Exercise task:
In the data below, update the lines from the one containing "Is there any pile" through the end of the data, both ends included, by changing "pile of coin" to "stack of coins" and leaving everything else the same. Give back only those lines.

++++++++++++++++++++

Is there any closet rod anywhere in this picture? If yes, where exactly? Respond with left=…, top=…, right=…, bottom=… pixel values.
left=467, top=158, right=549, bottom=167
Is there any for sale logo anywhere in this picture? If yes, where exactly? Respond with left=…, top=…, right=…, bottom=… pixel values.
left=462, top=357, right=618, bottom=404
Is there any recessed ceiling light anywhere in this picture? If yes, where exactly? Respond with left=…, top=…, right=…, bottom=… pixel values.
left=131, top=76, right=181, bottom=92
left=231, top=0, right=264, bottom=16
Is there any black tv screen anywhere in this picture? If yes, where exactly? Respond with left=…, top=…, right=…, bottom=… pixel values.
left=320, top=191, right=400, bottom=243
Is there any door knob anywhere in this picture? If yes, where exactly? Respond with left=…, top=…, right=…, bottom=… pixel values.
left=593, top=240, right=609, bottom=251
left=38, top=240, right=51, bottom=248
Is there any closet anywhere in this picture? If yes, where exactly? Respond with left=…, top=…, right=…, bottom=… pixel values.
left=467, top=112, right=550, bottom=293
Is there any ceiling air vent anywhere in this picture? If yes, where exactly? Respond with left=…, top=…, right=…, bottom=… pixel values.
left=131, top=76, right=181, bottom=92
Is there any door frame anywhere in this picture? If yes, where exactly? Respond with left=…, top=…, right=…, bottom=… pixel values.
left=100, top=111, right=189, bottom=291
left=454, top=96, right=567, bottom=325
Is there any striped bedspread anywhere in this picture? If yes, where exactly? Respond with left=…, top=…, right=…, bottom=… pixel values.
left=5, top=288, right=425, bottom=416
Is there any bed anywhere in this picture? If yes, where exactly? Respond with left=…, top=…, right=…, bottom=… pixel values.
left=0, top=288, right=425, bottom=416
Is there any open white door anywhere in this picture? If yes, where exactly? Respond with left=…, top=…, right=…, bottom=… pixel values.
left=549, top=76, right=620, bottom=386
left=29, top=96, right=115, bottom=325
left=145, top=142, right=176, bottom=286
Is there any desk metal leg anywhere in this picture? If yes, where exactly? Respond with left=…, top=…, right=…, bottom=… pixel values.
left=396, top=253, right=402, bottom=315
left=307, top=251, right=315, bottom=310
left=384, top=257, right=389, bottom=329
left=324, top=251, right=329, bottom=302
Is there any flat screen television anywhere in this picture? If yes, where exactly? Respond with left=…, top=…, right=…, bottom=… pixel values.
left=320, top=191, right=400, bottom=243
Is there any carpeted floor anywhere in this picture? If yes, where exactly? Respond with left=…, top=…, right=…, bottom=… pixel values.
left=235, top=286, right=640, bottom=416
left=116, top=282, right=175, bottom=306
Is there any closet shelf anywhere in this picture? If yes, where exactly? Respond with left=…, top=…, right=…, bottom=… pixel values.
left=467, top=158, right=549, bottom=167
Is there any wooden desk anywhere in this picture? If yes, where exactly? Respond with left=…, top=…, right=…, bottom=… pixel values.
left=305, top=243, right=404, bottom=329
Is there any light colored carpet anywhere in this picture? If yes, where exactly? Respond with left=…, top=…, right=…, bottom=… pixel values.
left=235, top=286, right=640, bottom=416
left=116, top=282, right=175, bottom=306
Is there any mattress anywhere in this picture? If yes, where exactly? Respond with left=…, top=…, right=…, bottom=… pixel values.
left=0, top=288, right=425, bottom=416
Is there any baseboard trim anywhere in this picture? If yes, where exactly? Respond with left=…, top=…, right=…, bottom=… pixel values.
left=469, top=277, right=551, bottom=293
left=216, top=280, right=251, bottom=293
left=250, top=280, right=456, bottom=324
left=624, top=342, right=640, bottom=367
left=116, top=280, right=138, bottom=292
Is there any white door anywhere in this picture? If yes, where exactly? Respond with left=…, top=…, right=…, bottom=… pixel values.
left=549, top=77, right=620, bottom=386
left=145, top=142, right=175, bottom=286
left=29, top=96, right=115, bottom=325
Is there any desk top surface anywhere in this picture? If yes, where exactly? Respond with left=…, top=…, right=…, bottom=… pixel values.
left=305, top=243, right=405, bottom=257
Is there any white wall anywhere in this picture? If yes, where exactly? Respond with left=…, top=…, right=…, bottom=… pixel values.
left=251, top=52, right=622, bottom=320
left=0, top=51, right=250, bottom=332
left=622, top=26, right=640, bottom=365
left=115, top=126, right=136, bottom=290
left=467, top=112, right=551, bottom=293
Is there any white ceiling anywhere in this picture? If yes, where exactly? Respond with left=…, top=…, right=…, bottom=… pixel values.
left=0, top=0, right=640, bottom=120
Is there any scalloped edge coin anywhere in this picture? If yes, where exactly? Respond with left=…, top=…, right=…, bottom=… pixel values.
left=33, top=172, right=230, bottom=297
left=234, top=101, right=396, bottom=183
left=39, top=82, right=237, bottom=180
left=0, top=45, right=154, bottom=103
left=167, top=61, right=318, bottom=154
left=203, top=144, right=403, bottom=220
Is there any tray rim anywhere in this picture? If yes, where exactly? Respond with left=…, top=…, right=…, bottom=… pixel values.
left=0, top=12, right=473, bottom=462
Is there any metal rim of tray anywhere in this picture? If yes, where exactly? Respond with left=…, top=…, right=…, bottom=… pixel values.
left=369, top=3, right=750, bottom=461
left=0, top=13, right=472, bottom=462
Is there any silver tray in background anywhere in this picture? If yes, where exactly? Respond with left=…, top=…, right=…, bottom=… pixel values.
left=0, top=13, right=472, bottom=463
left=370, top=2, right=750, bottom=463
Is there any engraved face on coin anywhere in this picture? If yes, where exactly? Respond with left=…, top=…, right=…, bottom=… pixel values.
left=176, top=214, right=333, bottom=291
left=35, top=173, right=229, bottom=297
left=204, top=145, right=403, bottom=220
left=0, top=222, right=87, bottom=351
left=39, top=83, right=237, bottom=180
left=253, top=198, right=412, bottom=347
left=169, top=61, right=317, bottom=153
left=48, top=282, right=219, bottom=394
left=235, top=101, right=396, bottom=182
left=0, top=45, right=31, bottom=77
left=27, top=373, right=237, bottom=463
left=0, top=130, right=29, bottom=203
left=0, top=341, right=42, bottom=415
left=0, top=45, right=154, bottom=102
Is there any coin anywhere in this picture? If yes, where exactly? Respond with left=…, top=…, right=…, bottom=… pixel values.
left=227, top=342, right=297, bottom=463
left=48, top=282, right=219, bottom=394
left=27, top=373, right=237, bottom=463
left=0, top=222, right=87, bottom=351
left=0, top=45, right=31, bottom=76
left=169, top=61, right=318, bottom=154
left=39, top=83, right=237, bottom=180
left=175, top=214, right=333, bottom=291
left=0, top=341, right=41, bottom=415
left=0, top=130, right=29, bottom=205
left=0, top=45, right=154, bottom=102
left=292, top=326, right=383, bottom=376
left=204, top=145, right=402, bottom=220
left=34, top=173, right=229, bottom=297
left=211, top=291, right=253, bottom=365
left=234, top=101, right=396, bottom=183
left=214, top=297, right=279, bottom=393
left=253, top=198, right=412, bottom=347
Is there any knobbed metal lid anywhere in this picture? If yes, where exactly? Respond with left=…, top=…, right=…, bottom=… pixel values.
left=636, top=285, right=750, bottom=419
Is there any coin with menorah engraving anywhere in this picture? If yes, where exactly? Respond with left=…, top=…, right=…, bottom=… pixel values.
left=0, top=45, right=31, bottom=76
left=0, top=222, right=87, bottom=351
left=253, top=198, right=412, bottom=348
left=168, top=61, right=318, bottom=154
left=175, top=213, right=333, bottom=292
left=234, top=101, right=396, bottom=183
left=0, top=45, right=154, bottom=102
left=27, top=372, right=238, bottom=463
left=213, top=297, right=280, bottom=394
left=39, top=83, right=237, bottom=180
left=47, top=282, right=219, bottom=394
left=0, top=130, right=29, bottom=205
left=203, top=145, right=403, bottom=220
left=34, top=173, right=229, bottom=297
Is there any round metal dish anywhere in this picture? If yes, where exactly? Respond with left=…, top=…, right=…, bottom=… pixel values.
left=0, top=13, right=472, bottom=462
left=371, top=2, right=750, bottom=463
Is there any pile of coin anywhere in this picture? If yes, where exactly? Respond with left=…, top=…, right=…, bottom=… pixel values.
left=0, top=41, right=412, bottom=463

++++++++++++++++++++

Exercise result:
Is there any stack of coins anywhere in this picture? If yes, where exactly? Respond with left=…, top=…, right=…, bottom=… pixel values.
left=0, top=41, right=412, bottom=463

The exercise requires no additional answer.